__PASSAGE SHOWN__
***
This review will include non-randomised trials which are more prone to bias than randomised trials. However, to minimise the effect of the bias, we will perform subgroup analyses by study design.
The Grading of Recommendations Assessment, Development and Evaluation approach will be used to assess the certainty of the evidence.
The disease burden resulting from unsafe sex, including HIV infection and other sexually transmitted infections (STIs), has profoundly impacted low-income and middle-income regions, especially Sub-Saharan Africa.1 The HIV pandemic continues to evolve in both magnitude and diversity, with over 40 million infections worldwide, with young women aged 15–24 being 2.5 times more likely to be infected than young men.2 In many cases, STIs go undiagnosed and eventually lead to long-term complications such as infertility and cervical cancer. In addition, the presence of an STI enhances HIV susceptibility.3–5 Several interventions exist for the prevention of HIV and STIs such as the male condom. Although male condoms are effective in reducing HIV and STIs transmission,6 the subordinate status of women in many countries, especially in Sub-Saharan Africa, makes negotiating male condom use with partners especially difficult.7 8 Hence, women remain particularly vulnerable to HIV infection and other STIs like gonorrhoea, chlamydia, syphilis, human papilloma virus (HPV) and herpes simplex virus (HSV) infections. There is evidence that increasing the availability of multiple contraceptive methods for women is associated with increased contraceptive uptake, lower pregnancy rates and fewer STIs.9 Furthermore, the contraceptive needs and preferences of women have been found to change over the course of their reproductive life, and it is imperative that women have a wide variety of options available to encourage them to use their contraceptive of choice.9 There are several methods of contraception that exist for women such as female sterilisation, long-acting hormonal contraceptives, short-acting hormonal contraceptives, copper intrauterine devices, barrier methods and natural method.10 However, the female condom, which is a barrier method of contraception, is the only female-initiated contraceptive method that offers dual protection against both pregnancy and STIs. In fact, there is evidence suggesting that it may be as effective as the male condom though this conclusion has not been demonstrated.11 12
Introduced over two decades ago, the female condom offers the possibility of an alternative to male condoms.12 Several types of materials can be used to make female condoms, including polyurethanes, synthetic nitrile rubber latex, natural rubber latex and silicon.13 Generally, the structure of the female condom consists of a sheath that lines the vagina and may extend to cover the external genitalia. At the closed end of the sheath, a flexible ring of foam sponge is inserted into the vagina to hold the female condom in place. These internal retention features also help to facilitate insertion of the female condom into the vagina. At the other open end of the sheath, there is a ring or frame that stays outside the vulva at the entrance to the vagina. This ring or frame prevents the sheath bunching up inside the vagina and also facilitates removal of the condom. Some female condoms such as the Pheonurse are prelubricated and others like the Cupid are scented.13 14 The first-generation female condom, available since 1993, was made out of polyurethane. However, it has been progressively replaced by newer female condoms, designed to lower unit cost and/or increase acceptability. Clinical studies evaluating the efficacy, safety and acceptability of these new designs are ongoing.15–18
In comparison with the male condom, the female condom is said to offer additional coverage to both partners and is not weakened by the use of oil-based lubricants. Furthermore, no serious local side effects or allergies have been reported. However, this non-systemic contraceptive method is not without limitations. It is known to be relatively more expensive, with mechanical problems which could include breakage, slippage, invagination and misdirection among others.19 20 These limitations are increasingly being addressed by the designing and manufacture of newer forms of the female condom, with emphasis on proper and frequent use of existing ones.13 20
Research has been undertaken to determine the feasibility of reusing the female condom.21 A consultation convened by the WHO in January 2002 addressed certain considerations regarding the reuse of female condom.22 They concluded that although the use of a new female condom during each act of sexual intercourse should be recommended, the female condom can be reused in couples not at risk of pregnancy, STIs or HIV infection, but with careful attention to a disinfection, washing, drying and relubrication procedure. Research on the structural integrity of the female condom shows that it is maintained after five uses.23 However, additional research on the effectiveness of female condom reuse is still ongoing with newer designs of the female condom.13
There is evidence that condom use results in up to 80% reduction in the incidence of HIV. However, these estimates generally refer to the efficacy of the male condom.6 24 25 With the advent of newer forms of the female condom, many randomised controlled studies have examined the effectiveness and acceptability of female condoms in preventing HIV and other STIs.15–18 Additionally, stereotypes and strong opinions that tend to hamper the acceptance of female condoms exist. These in turn may hinder their correct and consistent use, an aspect that determines the effectiveness of this barrier method in preventing HIV. In this review, we seek to examine the evidence from both randomised and non-randomised trials, on the effect of female condom use on the incidence of HIV and other STIs among women. We also plan to explore the side effects and acceptability of female condoms.
***
__RECORDED DATA__

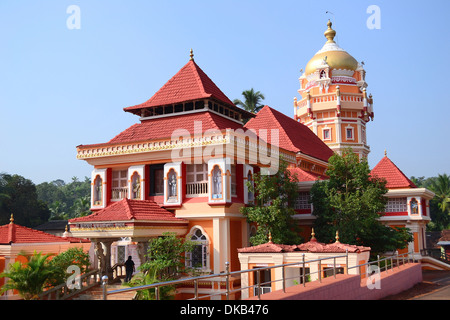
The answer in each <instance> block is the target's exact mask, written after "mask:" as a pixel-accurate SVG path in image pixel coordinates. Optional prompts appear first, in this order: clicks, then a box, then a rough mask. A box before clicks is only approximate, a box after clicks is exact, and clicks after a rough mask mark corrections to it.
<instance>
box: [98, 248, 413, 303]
mask: <svg viewBox="0 0 450 320" xmlns="http://www.w3.org/2000/svg"><path fill="white" fill-rule="evenodd" d="M339 258H345V267H344V268H343V267H342V264H339V265H338V264H336V259H339ZM326 260H333V265H332V266H333V267H331V268H322V266H323V263H324V261H326ZM411 261H412V262H414V261H415V260H414V253H413V252H412V253H405V254H402V255H398V254H395V255H393V256H389V257H384V258H380V257H379V256H378V257H377V260H375V261H370V262H367V263H364V264H360V265H357V266H353V267H349V266H348V252H346V254H344V255H339V256H332V257H325V258H320V259H313V260H306V259H305V254H303V255H302V259H301V261H298V262H293V263H287V264H282V265H276V266H270V267H258V268H253V269H247V270H240V271H233V272H230V271H229V263H228V262H227V263H226V265H225V269H226V271H225V272H223V273H219V274H211V275H203V276H197V277H188V278H183V279H177V280H172V281H167V282H160V283H154V284H150V285H143V286H137V287H130V288H124V289H118V290H113V291H109V292H106V287H105V288H104V293H105V294H104V299H107V295H110V294H116V293H123V292H129V291H139V290H151V289H153V290H155V299H156V300H159V299H160V288H161V287H163V286H176V285H181V284H186V283H193V287H194V292H193V294H194V297H193V298H191V299H187V300H200V299H207V298H210V297H213V296H224V295H225V297H226V299H227V300H229V299H230V296H231V295H233V294H235V293H238V292H241V293H242V291H243V290H253V292H255V293H256V295H257V296H258V299H260V297H261V294H262V292H263V291H264V293H266V292H267V291H268V289H263V288H268V286H267V285H268V284H270V287H271V286H272V283H274V282H282V290H283V292H286V281H288V280H291V279H295V281H297V279H298V283H299V284H302V285H303V286H306V283H307V282H309V281H310V278H311V276H312V275H314V274H316V273H317V281H319V282H322V279H323V278H324V277H325V275H326V271H331V270H332V272H331V275H330V276H333V277H334V278H336V275H337V274H338V273H340V272H341V270H342V269H343V272H345V273H347V274H348V271H349V270H350V269H353V268H358V272H359V274H360V275H361V278H364V277H368V276H369V275H370V274H369V271H370V270H369V269H370V268H368V266H370V265H374V264H376V265H377V267H378V270H380V272H381V270H383V269H384V271H386V272H388V271H389V269H390V270H392V269H393V268H394V267H400V265H402V264H406V263H410V262H411ZM311 263H317V265H318V268H317V271H314V272H308V273H307V272H306V270H307V266H308V265H311ZM293 266H296V267H300V268H302V269H301V270H302V272H301V273H300V274H299V275H296V276H293V277H286V272H285V271H286V268H287V267H293ZM365 266H367V267H365ZM363 267H365V269H366V270H365V271H364V272H362V268H363ZM276 268H282V277H281V279H275V280H270V281H266V282H261V272H263V271H265V270H272V269H276ZM255 272H256V281H255V283H254V284H252V285H248V286H246V287H242V286H241V287H239V288H236V289H234V288H232V280H234V279H238V278H240V276H241V275H242V274H249V273H255ZM205 280H210V281H213V282H214V281H216V282H225V290H217V291H216V292H213V293H211V294H204V295H200V294H199V283H200V282H204V281H205ZM106 285H107V284H106V282H105V283H104V286H106ZM219 288H220V286H219Z"/></svg>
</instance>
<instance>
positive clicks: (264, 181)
mask: <svg viewBox="0 0 450 320" xmlns="http://www.w3.org/2000/svg"><path fill="white" fill-rule="evenodd" d="M248 187H249V188H250V190H251V191H252V192H254V194H255V204H254V205H249V206H247V207H242V208H241V213H242V214H243V215H244V216H245V217H246V218H247V221H248V222H249V223H256V225H257V230H256V234H255V235H253V236H251V237H250V243H251V244H252V245H258V244H262V243H266V242H267V241H268V240H269V239H268V236H269V233H270V235H271V237H272V241H273V242H275V243H280V244H298V243H301V241H302V239H301V237H300V236H299V228H298V225H297V224H296V223H295V221H294V219H293V215H294V214H295V210H294V208H293V207H294V202H295V200H296V198H297V197H298V179H297V177H296V176H295V175H292V174H291V172H290V171H289V170H288V169H287V162H286V161H284V160H283V159H280V165H279V170H278V171H277V172H276V173H274V174H272V175H268V174H261V173H255V174H254V175H253V183H251V182H248Z"/></svg>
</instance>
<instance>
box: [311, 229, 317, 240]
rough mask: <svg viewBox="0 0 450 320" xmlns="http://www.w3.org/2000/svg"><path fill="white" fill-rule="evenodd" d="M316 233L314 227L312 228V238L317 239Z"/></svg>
mask: <svg viewBox="0 0 450 320" xmlns="http://www.w3.org/2000/svg"><path fill="white" fill-rule="evenodd" d="M315 235H316V234H315V233H314V228H312V229H311V240H316V237H315Z"/></svg>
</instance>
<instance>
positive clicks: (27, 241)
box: [0, 218, 90, 244]
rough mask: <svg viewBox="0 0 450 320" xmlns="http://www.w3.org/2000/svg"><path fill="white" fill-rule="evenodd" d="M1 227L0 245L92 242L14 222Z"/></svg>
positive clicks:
***
__WORK ORDER 1__
According to the passage on female condoms, when did the WHO convene its consultation on female condom reuse?
__WORK ORDER 2__
Extract the stretch of the passage on female condoms from "This review will" through "by study design.", word for word.

__ANSWER 1__
January 2002

__ANSWER 2__
This review will include non-randomised trials which are more prone to bias than randomised trials. However, to minimise the effect of the bias, we will perform subgroup analyses by study design.